2.5 Exhaust Downpipe joint rusty bolts replaced

Hi all,
I'm about to have to do this job myself (or my mechanic is anyway). What size replacement bolts to use? M10? And what length?
Is it ok to use stainless for this job? Are they more prone to fracturing?
Thanks in advance.
Robert.
 
Thanks for the replies Rockhopper & raymond.harper.
This new layout doesn't seem to notify me of any replies.
Mechanic did the job. £120 cash. He did say that 40mm bolts were a bit too short so he couldn't use the spring washers on top of the plain ones.
Also that it was not the easiest of jobs to do.
 
The exhaust bolts on the downpipe joints had corroded away what was left of the two lower nuts were just about holding the joint together and of course the rust. The original bolts have blind splined heads that grip inside the upper joint holes and were seized in. Cut what was left of the lower end of the bolt so it was flush with the exhaust flange and gave the air hammer a go but it wouldn't shift the bolt. Ended up using a thin cutting disc in the angle grinder and cut a slot along lower and upper sides of the jointing brackets which took the tension off the splined end. A few rattles with the air hammer had them moving and out they popped. Replaced both with Stainless flanged bolts and flanged nuts put some Loctite on the threads, remains to be seen if it holds up to the heat but both nuts were fully tigtened and the joint tested leak free so the gaskets remained intact. I did fill the visible slot with exhaust paste to finish it off.

## LISTING

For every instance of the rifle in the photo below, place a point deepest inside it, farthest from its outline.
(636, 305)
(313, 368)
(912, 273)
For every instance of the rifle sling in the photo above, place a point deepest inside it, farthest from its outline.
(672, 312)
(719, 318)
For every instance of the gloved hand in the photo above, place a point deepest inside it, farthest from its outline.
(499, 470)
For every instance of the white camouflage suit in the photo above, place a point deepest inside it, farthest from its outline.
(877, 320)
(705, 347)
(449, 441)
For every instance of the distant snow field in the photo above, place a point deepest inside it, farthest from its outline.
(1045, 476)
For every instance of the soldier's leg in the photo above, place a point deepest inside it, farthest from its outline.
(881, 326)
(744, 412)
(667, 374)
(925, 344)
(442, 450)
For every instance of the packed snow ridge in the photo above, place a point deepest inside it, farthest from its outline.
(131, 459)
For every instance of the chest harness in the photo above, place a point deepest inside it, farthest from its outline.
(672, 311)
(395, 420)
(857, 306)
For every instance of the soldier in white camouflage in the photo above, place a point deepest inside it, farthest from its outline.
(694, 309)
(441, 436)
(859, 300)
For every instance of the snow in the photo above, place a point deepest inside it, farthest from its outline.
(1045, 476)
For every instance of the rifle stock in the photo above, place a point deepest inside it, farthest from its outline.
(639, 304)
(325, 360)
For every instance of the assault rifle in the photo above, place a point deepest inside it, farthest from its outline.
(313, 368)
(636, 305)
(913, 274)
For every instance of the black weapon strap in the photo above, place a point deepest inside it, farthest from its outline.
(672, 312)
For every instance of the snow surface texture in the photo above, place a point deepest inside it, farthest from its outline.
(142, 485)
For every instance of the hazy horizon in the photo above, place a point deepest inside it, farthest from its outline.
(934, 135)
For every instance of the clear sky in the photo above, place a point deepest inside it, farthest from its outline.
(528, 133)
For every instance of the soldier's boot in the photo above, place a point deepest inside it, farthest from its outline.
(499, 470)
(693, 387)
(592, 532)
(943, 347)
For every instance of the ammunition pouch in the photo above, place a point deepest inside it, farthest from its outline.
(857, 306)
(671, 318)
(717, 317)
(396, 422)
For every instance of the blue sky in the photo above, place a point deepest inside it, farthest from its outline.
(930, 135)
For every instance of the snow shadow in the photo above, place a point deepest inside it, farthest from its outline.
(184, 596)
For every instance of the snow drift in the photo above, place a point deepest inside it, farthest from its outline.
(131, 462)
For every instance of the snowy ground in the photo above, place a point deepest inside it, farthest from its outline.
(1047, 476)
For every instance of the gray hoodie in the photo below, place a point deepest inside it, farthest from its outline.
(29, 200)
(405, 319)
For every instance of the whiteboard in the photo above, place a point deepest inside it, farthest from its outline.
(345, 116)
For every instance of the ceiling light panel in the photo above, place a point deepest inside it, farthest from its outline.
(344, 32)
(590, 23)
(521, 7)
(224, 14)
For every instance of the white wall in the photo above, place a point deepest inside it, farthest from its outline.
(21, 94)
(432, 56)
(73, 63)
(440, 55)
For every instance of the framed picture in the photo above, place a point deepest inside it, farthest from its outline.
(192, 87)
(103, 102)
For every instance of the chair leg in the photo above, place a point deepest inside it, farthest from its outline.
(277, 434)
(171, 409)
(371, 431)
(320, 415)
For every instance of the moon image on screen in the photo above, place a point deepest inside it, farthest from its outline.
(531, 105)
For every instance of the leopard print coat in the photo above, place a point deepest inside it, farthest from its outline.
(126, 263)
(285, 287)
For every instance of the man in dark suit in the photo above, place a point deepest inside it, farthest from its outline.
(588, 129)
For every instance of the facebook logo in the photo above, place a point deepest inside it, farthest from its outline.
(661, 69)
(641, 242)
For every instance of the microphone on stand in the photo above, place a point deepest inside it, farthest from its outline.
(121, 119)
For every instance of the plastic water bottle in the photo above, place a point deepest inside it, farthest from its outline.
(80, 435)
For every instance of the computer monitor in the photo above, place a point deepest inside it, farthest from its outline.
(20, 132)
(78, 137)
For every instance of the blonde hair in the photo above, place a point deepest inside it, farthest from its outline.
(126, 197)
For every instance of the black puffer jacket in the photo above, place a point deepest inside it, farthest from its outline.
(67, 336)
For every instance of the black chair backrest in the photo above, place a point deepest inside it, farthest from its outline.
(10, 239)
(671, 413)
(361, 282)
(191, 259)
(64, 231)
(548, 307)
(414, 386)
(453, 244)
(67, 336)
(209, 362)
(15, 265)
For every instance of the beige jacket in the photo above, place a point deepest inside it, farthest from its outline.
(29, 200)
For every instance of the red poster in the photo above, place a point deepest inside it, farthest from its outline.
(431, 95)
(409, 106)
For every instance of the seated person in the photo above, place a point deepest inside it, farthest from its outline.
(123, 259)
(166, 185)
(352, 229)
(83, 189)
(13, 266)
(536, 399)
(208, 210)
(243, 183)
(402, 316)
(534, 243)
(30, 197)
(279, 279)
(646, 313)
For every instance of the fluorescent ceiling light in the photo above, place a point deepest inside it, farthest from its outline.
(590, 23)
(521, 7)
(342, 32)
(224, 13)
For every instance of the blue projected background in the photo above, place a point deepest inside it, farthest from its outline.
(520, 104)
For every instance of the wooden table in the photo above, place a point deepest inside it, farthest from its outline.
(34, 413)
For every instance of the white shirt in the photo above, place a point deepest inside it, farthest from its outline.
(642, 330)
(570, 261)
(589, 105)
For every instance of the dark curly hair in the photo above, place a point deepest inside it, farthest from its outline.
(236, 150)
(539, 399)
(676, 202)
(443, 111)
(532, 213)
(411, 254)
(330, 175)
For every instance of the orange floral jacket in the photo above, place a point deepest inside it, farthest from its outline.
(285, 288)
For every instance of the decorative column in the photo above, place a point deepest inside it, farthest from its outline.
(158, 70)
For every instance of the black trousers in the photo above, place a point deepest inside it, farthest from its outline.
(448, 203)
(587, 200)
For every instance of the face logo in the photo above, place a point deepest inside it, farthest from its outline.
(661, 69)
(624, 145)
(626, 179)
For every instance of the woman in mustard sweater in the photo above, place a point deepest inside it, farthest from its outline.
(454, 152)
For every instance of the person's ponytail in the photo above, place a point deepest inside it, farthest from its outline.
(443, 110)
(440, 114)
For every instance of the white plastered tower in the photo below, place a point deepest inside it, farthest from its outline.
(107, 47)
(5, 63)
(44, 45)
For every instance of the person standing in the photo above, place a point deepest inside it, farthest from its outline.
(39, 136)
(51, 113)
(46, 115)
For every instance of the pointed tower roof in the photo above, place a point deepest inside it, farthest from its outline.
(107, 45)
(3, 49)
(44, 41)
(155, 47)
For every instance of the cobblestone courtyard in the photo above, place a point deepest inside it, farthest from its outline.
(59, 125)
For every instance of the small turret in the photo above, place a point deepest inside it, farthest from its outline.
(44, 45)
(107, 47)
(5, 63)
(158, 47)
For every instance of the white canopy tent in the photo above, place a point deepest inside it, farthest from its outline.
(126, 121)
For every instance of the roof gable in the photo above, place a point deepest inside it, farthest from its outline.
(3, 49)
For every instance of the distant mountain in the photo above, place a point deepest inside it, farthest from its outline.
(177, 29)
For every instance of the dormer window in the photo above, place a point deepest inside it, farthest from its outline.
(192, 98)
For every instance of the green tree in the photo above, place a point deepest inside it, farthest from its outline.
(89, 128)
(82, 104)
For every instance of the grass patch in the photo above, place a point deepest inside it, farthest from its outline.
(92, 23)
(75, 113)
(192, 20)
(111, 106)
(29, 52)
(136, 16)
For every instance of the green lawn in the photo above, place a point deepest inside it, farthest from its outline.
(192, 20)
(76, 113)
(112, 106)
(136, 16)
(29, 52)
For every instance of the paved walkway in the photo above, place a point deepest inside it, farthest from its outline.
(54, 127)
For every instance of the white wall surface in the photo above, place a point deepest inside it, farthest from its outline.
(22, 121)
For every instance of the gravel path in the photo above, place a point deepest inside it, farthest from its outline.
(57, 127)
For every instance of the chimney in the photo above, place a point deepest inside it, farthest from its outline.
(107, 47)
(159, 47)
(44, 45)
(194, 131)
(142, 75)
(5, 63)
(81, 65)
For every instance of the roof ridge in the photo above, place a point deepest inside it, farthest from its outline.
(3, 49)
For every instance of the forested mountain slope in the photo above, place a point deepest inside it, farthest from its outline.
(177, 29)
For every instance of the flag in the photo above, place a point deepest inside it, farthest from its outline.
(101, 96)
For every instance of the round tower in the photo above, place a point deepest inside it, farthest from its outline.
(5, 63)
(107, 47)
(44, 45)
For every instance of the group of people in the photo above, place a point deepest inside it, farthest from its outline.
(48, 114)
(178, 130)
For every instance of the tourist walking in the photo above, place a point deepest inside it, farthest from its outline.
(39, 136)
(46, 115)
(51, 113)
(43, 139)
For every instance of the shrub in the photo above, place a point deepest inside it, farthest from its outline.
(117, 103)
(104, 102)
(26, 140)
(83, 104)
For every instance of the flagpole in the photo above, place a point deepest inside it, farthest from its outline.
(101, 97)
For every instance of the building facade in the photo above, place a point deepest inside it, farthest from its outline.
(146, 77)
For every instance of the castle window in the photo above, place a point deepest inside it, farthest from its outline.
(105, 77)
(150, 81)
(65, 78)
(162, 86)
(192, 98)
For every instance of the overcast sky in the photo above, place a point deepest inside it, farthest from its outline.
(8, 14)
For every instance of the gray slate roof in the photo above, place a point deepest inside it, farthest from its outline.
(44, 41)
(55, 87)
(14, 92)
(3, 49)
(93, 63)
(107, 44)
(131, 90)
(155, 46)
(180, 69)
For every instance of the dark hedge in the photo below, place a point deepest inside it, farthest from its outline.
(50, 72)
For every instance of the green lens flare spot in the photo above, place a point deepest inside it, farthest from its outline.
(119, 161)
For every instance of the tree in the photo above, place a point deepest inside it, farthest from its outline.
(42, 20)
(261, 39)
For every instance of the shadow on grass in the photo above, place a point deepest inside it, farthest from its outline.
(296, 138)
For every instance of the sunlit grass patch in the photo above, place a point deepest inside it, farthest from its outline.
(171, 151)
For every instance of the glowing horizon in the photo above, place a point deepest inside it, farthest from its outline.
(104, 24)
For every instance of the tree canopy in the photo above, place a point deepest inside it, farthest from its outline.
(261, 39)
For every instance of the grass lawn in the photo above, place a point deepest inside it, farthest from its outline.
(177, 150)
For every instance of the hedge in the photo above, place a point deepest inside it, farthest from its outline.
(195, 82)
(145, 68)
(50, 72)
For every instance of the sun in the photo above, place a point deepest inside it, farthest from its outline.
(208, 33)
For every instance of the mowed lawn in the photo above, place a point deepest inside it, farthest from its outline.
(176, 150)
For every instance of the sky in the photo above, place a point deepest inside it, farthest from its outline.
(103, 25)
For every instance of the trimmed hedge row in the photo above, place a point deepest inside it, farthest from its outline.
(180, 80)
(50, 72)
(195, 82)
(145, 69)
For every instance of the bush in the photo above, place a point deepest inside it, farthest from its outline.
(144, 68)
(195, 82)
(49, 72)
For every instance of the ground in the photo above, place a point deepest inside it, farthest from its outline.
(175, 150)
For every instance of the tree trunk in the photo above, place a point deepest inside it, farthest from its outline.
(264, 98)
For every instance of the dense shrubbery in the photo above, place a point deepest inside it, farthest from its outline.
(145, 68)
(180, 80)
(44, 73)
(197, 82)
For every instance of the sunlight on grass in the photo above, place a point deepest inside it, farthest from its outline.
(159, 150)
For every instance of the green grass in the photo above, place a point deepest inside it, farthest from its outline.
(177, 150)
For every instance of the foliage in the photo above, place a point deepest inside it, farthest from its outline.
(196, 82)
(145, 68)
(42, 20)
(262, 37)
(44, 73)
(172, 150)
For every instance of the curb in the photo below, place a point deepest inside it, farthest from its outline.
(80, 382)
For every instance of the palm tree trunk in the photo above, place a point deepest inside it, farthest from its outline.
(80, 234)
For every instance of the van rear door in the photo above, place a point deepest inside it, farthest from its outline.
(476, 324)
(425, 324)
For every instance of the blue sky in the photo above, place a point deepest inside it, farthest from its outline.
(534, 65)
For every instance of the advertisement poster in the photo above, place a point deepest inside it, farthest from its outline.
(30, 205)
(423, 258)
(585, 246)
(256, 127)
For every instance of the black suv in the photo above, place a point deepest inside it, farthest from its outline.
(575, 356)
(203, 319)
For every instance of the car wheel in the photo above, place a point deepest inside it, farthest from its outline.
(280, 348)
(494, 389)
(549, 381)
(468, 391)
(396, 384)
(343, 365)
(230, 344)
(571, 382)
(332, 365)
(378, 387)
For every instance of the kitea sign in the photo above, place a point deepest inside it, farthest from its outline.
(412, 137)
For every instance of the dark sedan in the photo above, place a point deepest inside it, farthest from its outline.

## THE TASK
In the forum thread on replacing rusty exhaust downpipe bolts, how much did the mechanic charge for the job?

## REPLY TO THE EXERCISE
£120 cash.